A single number is the answer: how many lines of the data hold "white"?
┌─ DATASET ENTRIES
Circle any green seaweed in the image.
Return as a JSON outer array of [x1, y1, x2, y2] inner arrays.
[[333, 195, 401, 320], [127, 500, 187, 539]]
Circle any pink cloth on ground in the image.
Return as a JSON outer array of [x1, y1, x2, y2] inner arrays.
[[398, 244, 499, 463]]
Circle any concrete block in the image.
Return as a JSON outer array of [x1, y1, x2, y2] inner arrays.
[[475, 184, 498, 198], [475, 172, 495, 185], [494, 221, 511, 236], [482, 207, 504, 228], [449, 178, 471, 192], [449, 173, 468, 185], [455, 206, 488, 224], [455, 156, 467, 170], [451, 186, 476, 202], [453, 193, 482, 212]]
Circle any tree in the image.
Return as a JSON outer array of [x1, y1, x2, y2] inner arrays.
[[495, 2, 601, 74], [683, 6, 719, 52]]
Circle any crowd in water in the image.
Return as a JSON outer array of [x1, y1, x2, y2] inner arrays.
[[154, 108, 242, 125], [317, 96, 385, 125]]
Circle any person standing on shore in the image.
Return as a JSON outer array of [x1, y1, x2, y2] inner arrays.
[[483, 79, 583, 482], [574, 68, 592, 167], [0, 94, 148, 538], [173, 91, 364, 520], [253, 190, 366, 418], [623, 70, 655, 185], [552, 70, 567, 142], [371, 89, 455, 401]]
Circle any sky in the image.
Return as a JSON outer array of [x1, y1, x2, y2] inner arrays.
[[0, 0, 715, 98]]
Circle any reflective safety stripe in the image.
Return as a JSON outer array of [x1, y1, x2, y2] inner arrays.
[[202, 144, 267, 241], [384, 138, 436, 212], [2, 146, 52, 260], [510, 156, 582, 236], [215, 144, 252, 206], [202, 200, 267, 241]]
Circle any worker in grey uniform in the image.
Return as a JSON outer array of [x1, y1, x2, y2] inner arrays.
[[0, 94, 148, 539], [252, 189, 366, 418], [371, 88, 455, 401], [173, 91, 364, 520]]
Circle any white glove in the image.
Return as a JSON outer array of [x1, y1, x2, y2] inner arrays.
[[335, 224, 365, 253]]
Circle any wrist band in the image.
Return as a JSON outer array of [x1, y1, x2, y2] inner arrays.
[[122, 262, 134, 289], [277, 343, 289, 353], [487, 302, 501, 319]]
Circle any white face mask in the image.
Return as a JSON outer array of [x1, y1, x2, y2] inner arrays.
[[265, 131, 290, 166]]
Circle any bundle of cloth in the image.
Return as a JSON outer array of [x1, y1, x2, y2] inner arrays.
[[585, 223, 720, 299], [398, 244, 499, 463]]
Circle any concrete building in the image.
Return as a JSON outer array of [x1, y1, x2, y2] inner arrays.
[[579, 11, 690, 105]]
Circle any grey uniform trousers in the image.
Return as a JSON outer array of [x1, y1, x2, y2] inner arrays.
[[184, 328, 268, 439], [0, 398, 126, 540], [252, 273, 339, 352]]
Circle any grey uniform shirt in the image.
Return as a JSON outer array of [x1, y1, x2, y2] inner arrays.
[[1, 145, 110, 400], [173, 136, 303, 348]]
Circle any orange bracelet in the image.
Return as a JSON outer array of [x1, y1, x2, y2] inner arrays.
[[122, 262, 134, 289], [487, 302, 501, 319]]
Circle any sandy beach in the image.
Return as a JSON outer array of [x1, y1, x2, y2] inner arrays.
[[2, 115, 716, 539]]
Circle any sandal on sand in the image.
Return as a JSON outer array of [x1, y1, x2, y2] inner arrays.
└─
# TASK ANSWER
2